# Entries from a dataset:
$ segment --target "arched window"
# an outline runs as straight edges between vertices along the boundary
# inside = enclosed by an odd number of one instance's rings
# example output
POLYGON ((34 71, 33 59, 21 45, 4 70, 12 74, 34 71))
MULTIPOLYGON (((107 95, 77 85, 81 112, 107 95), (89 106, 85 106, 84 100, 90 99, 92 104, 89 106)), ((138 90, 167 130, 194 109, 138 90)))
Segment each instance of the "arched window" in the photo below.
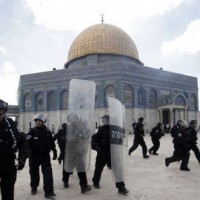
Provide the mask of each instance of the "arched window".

# THE TASK:
Rewrite the records above as a numbered list with one line per item, skipping any blank lines. Leave out the pictures.

# OUTPUT OF THE EXERCISE:
1. $ segment --target "arched window"
2. # an outline runs as straight edges between vertices along the boundary
3. # inside = enclosed by an odd number of one instance's rings
4. # example output
5. POLYGON ((34 71, 33 59, 21 45, 4 70, 12 74, 34 71))
6. MULTIPOLYGON (((107 95, 77 85, 81 112, 107 95), (89 106, 85 106, 84 100, 90 99, 92 104, 89 106)), ((138 90, 167 130, 194 109, 138 90)))
7. Segment each instance of the "arched window" in the photo below.
8. Provide the mask of each instance of the "arched window".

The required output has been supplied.